*Source document*.

Puerto Ricans who live in the continental U.S. have tremendous, if often-unrealized, power. More than a million Puerto Ricans reside in Florida, for instance, which with Ohio is one of the two most important states in presidential politics.
Moreover, even recent arrivals from Puerto Rico have a status that recent arrivals from elsewhere in Latin America don’t. Puerto Ricans are American citizens. They can vote in Florida or in any of the other 49 states, and anybody running for president would do well to pay attention to Puerto Ricans in Florida especially.
Puerto Rico is in crisis. The commonwealth government and its various public authorities are collectively buried in more than $70 billion in debt. Gov. Alejandro Garcia Padilla points out—honestly and accurately—that not all these debts can be paid.
A good place for Puerto Rico to begin to retrench and seize the day is at the Puerto Rico Electric Power Authority, which is more than $8 billion in debt. As explained in a recent report by the Institute for Energy Economics and Financial Analysis, PREPA would be making a huge mistake by paying anything close to 100 cents on the dollar of this debt. And it would also be an epic mistake for PREPA not to change course more broadly by moving today to diminish its overwhelming reliance on fossil fuels.
Puerto Ricans, who on average are less well off than people in Mississippi, pay almost the highest electricity rates in the U.S., which is ridiculous but true. Anyone who’s ever been to Puerto Rico knows it’s sunny. Much of the island is also windy. Yet Puerto Rico is on the bottom rung, nationally, in its public-policy commitment to renewable power and to energy efficiency.
And unlike any state (with the exception of Hawaii), Puerto Rico is utterly dependent on oil for its electricity generation. The current leadership of PREPA, unfortunately, wants to keep the island reliant on imported fossil fuels. The leaders propose replacing a good portion of the commonwealth’s oil-fired generation with natural gas, while giving only short shrift to solar, wind and energy efficiency.
Sadly, at the request of its financial advisers, who are well-connected on Wall Street and appear more interested in maintaining their financial-industry friendships than in serving the people of Puerto Rico, PREPA’s leaders are offering to pay hedge-fund speculators and other investors 85 percent of the principal on its bonds, even though many of these investors bought those bonds at a deep discount.

*Available records*.
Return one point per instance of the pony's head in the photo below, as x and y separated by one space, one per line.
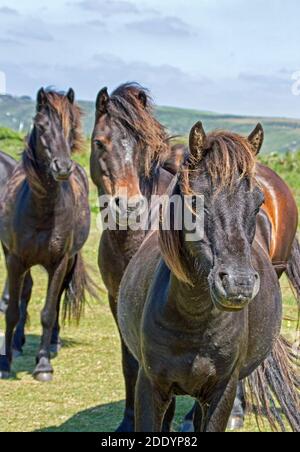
56 133
221 168
128 143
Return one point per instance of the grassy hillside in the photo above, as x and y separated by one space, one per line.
87 393
281 134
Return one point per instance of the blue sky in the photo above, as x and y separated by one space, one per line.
234 56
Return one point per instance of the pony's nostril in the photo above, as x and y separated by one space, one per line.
223 276
55 164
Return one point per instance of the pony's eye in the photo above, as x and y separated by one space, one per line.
99 144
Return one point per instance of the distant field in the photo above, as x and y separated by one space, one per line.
87 393
282 135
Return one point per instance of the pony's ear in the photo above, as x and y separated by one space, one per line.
71 96
256 138
102 101
197 142
143 98
41 99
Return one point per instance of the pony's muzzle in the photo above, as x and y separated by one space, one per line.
234 290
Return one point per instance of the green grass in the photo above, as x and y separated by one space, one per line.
87 393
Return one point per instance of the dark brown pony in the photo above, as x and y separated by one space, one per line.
129 148
45 220
201 315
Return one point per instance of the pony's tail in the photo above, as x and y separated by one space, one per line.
274 388
293 272
77 285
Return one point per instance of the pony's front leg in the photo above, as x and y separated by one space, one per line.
220 409
4 298
44 371
19 336
16 274
151 405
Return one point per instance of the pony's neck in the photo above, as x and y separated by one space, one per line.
44 189
192 303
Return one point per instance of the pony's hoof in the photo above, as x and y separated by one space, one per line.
55 349
3 307
235 423
4 375
187 427
43 377
17 354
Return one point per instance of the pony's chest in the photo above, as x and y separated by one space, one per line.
43 242
190 364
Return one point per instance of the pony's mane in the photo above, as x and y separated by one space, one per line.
138 121
226 158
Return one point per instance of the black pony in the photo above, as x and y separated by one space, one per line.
45 220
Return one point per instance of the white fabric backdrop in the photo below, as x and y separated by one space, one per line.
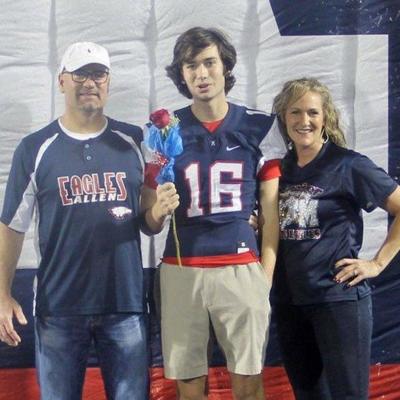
140 36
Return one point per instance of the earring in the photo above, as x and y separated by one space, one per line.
323 133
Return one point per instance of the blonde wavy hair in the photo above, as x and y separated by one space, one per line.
295 89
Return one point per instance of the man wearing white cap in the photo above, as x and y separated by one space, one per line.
82 176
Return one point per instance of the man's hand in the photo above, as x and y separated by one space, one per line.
167 201
9 308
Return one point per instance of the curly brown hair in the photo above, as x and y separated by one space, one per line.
189 44
295 89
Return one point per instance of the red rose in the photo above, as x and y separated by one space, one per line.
160 118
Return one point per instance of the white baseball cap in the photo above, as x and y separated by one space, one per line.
80 54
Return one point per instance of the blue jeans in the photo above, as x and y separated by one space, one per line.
62 347
326 348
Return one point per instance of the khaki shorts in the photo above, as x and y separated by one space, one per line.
235 300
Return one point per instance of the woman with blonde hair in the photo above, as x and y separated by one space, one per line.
321 294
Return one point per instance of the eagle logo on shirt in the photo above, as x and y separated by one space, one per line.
298 212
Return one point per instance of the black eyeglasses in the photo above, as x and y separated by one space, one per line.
81 76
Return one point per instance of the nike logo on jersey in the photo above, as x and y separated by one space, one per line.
255 112
231 148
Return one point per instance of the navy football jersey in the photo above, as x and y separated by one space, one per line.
216 178
85 194
320 222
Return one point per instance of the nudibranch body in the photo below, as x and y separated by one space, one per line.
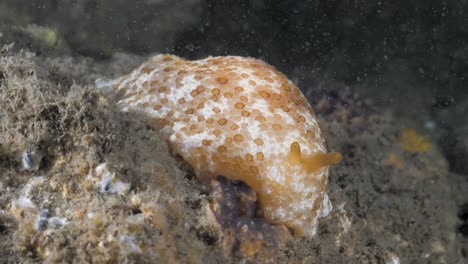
240 118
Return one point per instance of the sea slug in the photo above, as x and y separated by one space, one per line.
240 118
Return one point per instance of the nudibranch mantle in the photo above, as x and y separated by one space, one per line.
240 118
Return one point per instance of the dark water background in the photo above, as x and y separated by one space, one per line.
408 57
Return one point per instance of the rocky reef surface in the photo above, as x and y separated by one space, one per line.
83 182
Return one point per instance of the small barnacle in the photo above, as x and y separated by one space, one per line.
41 224
412 141
31 159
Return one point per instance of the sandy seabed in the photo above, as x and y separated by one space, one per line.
80 181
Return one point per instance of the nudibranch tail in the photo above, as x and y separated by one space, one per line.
312 162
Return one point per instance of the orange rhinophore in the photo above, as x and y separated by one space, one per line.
240 118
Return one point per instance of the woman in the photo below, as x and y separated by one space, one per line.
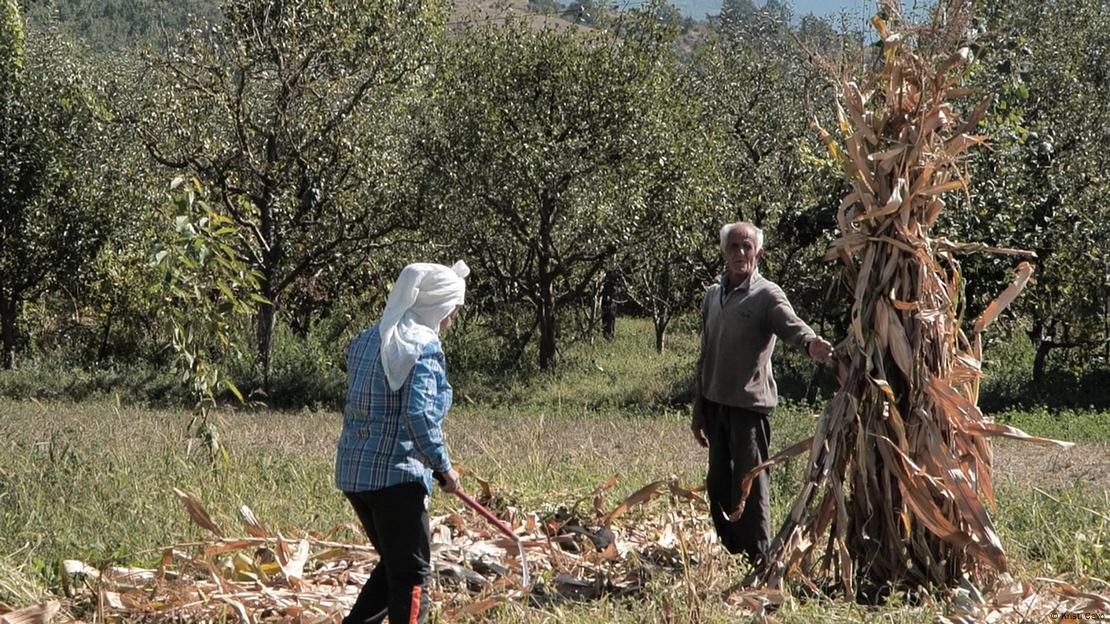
392 439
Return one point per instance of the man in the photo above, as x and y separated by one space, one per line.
742 316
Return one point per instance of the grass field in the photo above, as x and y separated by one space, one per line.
94 482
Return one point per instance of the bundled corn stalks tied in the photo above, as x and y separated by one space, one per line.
898 475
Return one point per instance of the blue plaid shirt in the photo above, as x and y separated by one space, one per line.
392 436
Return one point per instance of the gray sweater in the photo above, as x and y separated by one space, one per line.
738 338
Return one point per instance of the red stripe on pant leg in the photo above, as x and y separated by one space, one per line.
414 607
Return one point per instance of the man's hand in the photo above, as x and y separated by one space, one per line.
448 481
698 424
819 349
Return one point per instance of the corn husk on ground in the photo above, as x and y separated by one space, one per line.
898 482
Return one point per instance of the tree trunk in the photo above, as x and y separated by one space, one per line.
1040 360
662 320
547 320
8 308
264 332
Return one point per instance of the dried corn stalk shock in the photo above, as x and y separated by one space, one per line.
899 465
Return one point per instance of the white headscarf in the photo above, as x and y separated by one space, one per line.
423 295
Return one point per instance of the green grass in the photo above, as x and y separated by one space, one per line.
93 480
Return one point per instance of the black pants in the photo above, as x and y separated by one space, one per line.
738 442
395 520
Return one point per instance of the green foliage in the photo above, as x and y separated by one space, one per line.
552 139
1042 184
293 117
54 220
111 26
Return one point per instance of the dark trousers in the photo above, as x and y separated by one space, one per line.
738 442
395 520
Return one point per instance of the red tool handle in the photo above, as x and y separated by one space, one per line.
477 506
485 513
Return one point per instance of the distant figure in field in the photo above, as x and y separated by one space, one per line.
742 316
392 439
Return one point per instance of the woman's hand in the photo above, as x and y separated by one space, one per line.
448 481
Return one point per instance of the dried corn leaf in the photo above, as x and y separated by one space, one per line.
197 511
1011 292
34 614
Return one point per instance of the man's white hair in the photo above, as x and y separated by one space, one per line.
728 229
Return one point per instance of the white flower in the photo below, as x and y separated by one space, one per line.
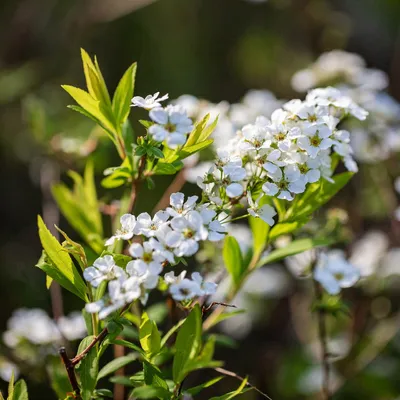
170 277
146 259
207 288
103 269
149 226
128 223
171 124
186 289
179 206
265 212
149 102
333 272
73 326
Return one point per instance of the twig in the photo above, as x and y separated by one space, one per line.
136 184
233 375
322 335
70 367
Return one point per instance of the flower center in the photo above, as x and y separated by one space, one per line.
338 276
147 257
170 127
315 141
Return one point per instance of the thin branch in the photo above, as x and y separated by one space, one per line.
97 339
323 339
70 367
233 375
136 184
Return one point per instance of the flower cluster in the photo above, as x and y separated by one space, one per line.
168 236
376 138
283 154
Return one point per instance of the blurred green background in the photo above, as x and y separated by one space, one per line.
213 49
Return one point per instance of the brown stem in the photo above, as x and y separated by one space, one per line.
323 339
49 175
70 367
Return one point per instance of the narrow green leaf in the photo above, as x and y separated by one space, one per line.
61 264
295 247
88 369
233 258
116 364
123 95
197 389
199 127
149 336
188 344
150 392
153 376
241 389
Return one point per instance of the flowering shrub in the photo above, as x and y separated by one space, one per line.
275 172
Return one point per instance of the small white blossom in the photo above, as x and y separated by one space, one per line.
148 226
149 102
333 272
180 207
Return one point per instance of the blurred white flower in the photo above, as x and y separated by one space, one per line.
149 102
333 272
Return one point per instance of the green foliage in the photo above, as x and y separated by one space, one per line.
17 391
241 389
88 369
57 264
81 208
187 345
149 336
233 258
118 176
116 364
96 103
295 247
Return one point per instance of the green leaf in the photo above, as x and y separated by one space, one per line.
188 344
153 376
90 105
149 336
94 82
199 127
20 391
81 208
284 228
150 392
167 168
233 258
188 151
316 195
197 389
224 316
260 231
60 267
241 389
295 247
123 95
103 393
116 364
88 368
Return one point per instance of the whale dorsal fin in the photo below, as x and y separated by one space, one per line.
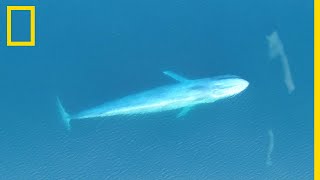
175 76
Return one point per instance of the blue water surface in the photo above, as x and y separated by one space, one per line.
90 52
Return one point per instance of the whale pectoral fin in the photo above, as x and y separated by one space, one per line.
184 111
175 76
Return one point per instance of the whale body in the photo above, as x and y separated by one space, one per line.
184 94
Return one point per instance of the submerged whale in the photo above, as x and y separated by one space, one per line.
184 95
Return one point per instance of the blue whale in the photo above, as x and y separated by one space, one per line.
184 95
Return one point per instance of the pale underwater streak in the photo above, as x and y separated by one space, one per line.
185 94
270 147
276 50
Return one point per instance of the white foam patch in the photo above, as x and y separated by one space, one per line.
276 50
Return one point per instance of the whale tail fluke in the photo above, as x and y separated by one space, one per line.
64 115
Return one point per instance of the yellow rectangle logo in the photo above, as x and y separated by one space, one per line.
32 26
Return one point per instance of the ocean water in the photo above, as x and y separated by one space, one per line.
90 52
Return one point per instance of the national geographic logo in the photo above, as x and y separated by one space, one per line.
32 40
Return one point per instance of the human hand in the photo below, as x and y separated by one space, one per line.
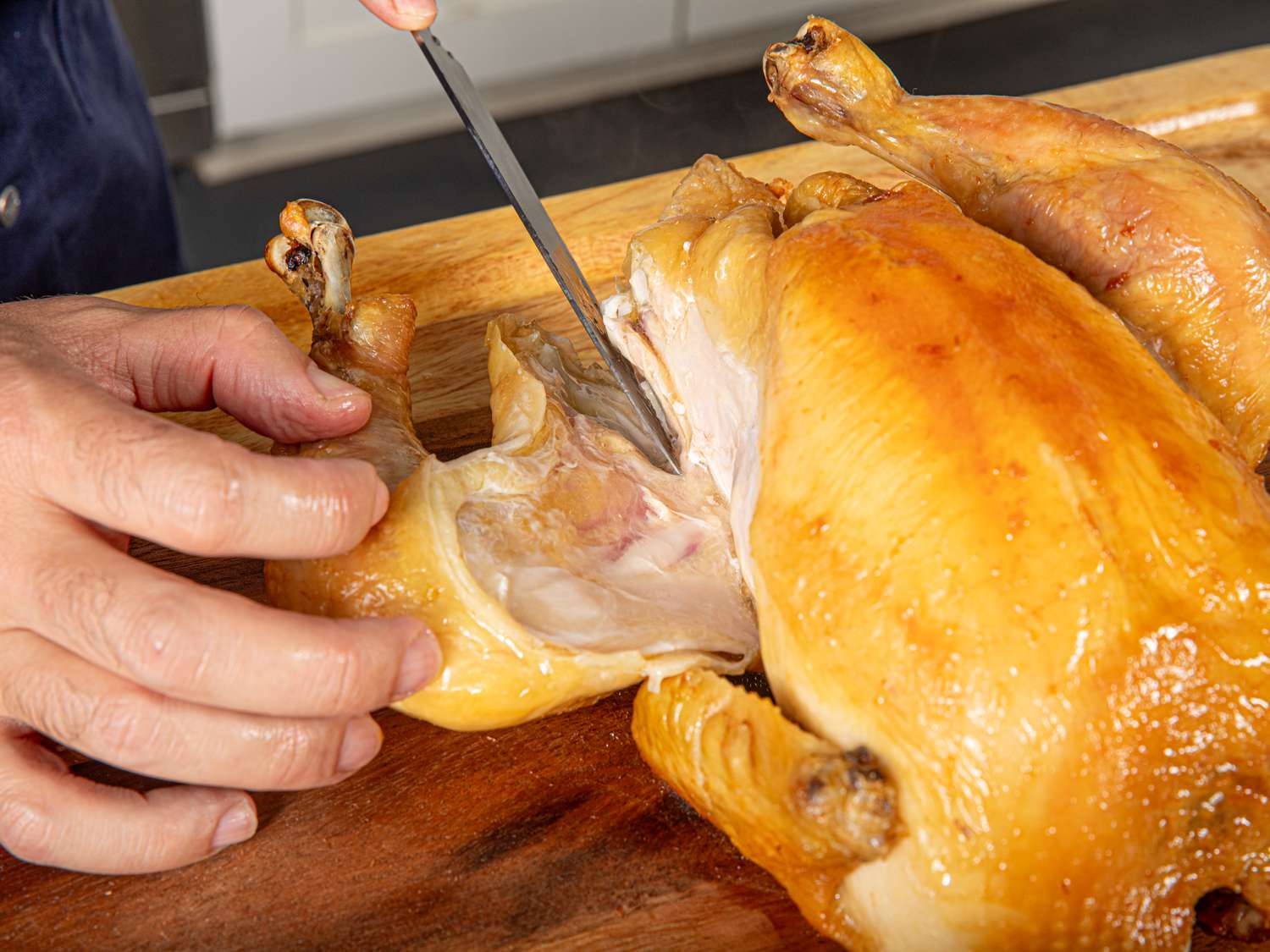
404 14
144 669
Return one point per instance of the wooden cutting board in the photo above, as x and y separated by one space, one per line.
553 834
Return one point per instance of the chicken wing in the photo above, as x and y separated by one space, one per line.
1013 594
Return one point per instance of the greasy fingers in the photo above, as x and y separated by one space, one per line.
188 490
210 647
238 360
108 718
52 817
192 358
404 14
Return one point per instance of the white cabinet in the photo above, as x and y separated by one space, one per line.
708 19
282 63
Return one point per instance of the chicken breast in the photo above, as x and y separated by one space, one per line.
555 566
1173 246
1013 594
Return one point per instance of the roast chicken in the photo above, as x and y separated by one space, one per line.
1010 581
555 566
1179 250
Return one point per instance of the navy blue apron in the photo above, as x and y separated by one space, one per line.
79 157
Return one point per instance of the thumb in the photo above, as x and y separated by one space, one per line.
238 360
404 14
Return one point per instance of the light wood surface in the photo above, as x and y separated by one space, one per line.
554 834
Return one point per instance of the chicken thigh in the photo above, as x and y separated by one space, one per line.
1178 249
1013 583
555 566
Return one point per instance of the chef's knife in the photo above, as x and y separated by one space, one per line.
510 174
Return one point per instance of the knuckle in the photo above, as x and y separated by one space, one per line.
75 603
50 702
157 644
340 688
114 461
240 322
28 832
294 757
22 406
126 730
210 500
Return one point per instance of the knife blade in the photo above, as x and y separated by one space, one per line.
522 195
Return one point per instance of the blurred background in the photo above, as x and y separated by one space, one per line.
261 102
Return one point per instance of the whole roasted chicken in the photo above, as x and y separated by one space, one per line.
1010 581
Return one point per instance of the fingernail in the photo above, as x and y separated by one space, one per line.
416 14
418 665
362 739
236 825
332 388
381 500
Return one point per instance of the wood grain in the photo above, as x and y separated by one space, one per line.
550 835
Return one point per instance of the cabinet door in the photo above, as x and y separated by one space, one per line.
716 18
290 61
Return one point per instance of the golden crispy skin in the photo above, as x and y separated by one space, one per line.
1178 249
795 804
1000 548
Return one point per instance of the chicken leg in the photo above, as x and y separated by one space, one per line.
1180 251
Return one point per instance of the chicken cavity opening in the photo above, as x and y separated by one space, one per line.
588 545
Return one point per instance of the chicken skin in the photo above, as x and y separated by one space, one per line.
556 565
1013 584
1180 251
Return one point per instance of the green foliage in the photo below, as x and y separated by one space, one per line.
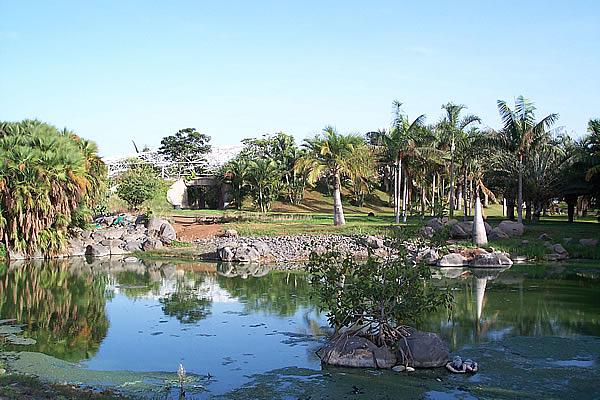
48 178
186 146
137 185
376 299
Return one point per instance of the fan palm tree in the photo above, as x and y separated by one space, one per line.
453 128
519 135
330 154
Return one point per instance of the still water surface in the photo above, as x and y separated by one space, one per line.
248 332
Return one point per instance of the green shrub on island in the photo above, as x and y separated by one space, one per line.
48 179
378 299
137 185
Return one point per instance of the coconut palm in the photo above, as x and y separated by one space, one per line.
453 128
263 177
519 135
397 143
330 155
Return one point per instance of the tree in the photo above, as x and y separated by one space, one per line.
398 143
376 299
330 155
263 179
519 135
46 175
187 148
137 184
453 126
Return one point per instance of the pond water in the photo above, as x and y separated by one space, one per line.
249 332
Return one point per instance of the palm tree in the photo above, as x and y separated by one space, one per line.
263 176
396 144
453 128
45 175
330 154
519 135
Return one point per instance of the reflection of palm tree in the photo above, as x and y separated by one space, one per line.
64 312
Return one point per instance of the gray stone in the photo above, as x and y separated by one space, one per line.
512 228
498 234
246 254
133 246
374 242
167 233
452 260
230 233
457 231
490 260
97 250
152 244
225 253
559 249
422 350
356 351
588 242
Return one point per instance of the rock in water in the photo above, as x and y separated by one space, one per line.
479 233
452 260
422 350
356 351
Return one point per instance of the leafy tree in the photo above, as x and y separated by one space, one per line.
520 135
263 179
454 128
137 184
330 155
188 148
47 176
376 299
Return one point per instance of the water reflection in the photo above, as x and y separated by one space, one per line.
234 320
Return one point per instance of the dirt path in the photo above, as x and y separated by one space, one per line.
190 232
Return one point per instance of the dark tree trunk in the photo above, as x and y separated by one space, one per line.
510 209
571 203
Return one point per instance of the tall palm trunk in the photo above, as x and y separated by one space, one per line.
338 210
397 175
451 199
520 192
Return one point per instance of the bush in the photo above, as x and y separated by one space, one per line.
377 299
137 185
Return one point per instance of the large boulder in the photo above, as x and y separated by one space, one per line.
152 244
356 351
167 233
422 350
226 253
452 260
588 242
497 234
246 254
512 228
461 230
373 242
97 250
490 260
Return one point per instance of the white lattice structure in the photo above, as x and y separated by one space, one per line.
170 170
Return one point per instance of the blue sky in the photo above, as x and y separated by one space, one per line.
116 71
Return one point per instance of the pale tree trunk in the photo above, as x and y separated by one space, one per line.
404 198
520 192
433 189
338 211
397 172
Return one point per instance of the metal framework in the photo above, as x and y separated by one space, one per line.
218 156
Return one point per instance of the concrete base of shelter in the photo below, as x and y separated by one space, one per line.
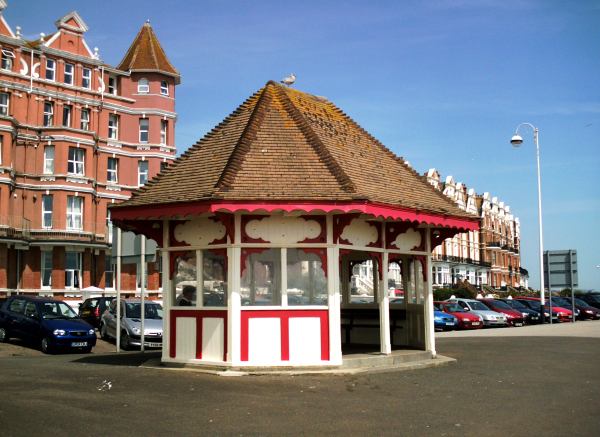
353 364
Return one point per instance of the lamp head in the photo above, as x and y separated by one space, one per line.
516 140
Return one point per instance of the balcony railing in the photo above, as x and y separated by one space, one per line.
15 227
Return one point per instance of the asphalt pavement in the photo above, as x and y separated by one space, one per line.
501 385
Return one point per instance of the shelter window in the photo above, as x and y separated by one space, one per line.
306 280
143 86
50 69
261 278
68 76
7 59
86 78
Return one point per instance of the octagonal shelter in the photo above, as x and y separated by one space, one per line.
302 234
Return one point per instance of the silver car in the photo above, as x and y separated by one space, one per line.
489 317
131 323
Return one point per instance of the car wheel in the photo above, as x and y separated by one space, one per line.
103 333
3 335
125 341
45 345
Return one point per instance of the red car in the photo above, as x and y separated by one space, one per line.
513 317
559 314
466 319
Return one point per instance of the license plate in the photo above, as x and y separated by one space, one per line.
153 344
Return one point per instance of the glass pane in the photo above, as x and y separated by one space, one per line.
185 279
214 272
395 288
306 280
362 283
261 278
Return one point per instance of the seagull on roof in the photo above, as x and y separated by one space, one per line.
288 80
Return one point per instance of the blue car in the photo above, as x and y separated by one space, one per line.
443 321
51 324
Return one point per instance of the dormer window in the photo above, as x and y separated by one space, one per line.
164 88
143 86
50 69
7 59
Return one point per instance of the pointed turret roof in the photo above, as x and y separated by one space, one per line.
146 54
285 145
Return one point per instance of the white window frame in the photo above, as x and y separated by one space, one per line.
143 86
145 130
86 78
47 212
142 172
50 69
164 130
85 121
4 103
7 60
77 161
68 111
69 71
112 174
70 274
74 213
113 126
45 264
48 113
49 160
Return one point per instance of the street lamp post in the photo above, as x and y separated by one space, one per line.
516 141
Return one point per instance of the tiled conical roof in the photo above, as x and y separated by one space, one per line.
285 145
146 54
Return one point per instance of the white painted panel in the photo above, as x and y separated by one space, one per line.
213 339
305 340
264 341
185 344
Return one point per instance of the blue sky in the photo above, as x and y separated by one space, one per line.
442 83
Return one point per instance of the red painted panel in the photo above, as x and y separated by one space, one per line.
284 316
199 315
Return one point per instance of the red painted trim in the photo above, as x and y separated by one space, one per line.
361 207
284 317
199 315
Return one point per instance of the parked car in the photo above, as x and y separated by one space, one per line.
131 323
490 318
465 319
513 317
91 309
49 323
565 303
592 299
443 321
530 316
559 314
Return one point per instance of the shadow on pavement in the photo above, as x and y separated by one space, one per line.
130 359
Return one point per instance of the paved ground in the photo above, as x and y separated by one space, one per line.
501 385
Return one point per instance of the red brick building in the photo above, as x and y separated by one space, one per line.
76 135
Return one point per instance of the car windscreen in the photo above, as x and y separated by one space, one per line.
478 306
453 308
501 305
57 310
133 310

*Set of tasks*.
1. Reproduce the passage in the Puerto Rico debt article from "Puerto Rico is in" up to and including "can be paid.".
2. How many lines in the entries above contain the string "blue"? Answer with the number only.

*Task responses*.
1.
Puerto Rico is in crisis. The commonwealth government and its various public authorities are collectively buried in more than $70 billion in debt. Gov. Alejandro Garcia Padilla points out—honestly and accurately—that not all these debts can be paid.

2. 9